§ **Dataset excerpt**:
--*--
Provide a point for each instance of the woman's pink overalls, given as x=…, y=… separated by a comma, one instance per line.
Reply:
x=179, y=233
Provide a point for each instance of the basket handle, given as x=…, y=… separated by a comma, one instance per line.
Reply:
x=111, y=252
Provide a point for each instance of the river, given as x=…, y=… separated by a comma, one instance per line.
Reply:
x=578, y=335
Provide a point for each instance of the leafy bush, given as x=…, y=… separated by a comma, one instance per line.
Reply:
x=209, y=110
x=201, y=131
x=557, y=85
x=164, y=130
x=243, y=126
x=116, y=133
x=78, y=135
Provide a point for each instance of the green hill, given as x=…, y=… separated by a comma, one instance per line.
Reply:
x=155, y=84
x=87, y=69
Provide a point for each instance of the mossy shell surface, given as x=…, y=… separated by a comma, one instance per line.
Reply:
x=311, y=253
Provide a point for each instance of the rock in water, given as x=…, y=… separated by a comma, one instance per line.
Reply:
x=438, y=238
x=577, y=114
--*--
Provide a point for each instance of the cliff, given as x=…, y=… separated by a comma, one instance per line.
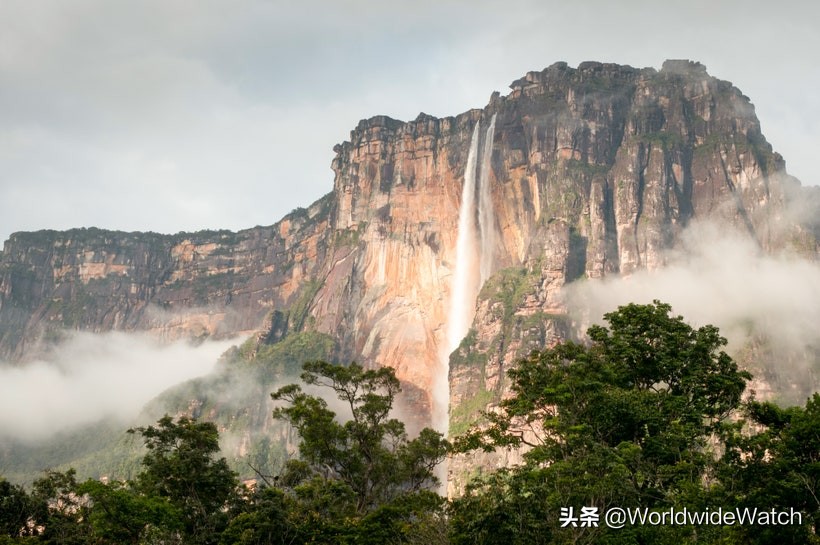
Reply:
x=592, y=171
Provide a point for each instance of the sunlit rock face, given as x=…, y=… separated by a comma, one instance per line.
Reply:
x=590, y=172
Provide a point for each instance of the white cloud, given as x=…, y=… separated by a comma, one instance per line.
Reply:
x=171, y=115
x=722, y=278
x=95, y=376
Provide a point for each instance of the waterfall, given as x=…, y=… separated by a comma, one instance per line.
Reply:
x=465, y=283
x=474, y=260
--*--
§ **Stated exercise**: Render as a numbered list the part of the listing above that opens with the line containing "Provide a point for each instance of the woman's" and closes with the line containing "x=311, y=253", including both of those lines and omitting any blank lines.

§ **The solution**:
1. Provide a point for each instance of the woman's pink overalls, given as x=…, y=… separated by a comma, one instance per line.
2. Reply:
3. x=179, y=233
4. Provide a point for each instance of the basket handle, given as x=…, y=… separated by a comma, one instance per line.
5. Reply:
6. x=111, y=252
7. Provide a point for each instance of the river, given as x=…, y=… separated by a comma, one instance per line.
8. Reply:
9. x=578, y=335
10. Provide a point for each instance of the leafy bush, given as x=…, y=… separated by a comma, one instance per line.
11. Reply:
12. x=209, y=110
13. x=201, y=131
14. x=557, y=85
15. x=164, y=130
16. x=243, y=126
17. x=116, y=133
18. x=78, y=135
19. Provide a point for each instance of the green hill, given as x=…, y=… separated by a comma, one instance per line.
20. Reply:
21. x=155, y=84
22. x=87, y=69
23. Provide a point for each instance of the mossy shell surface, given as x=…, y=… separated by a comma, one instance per line.
24. Reply:
25. x=311, y=253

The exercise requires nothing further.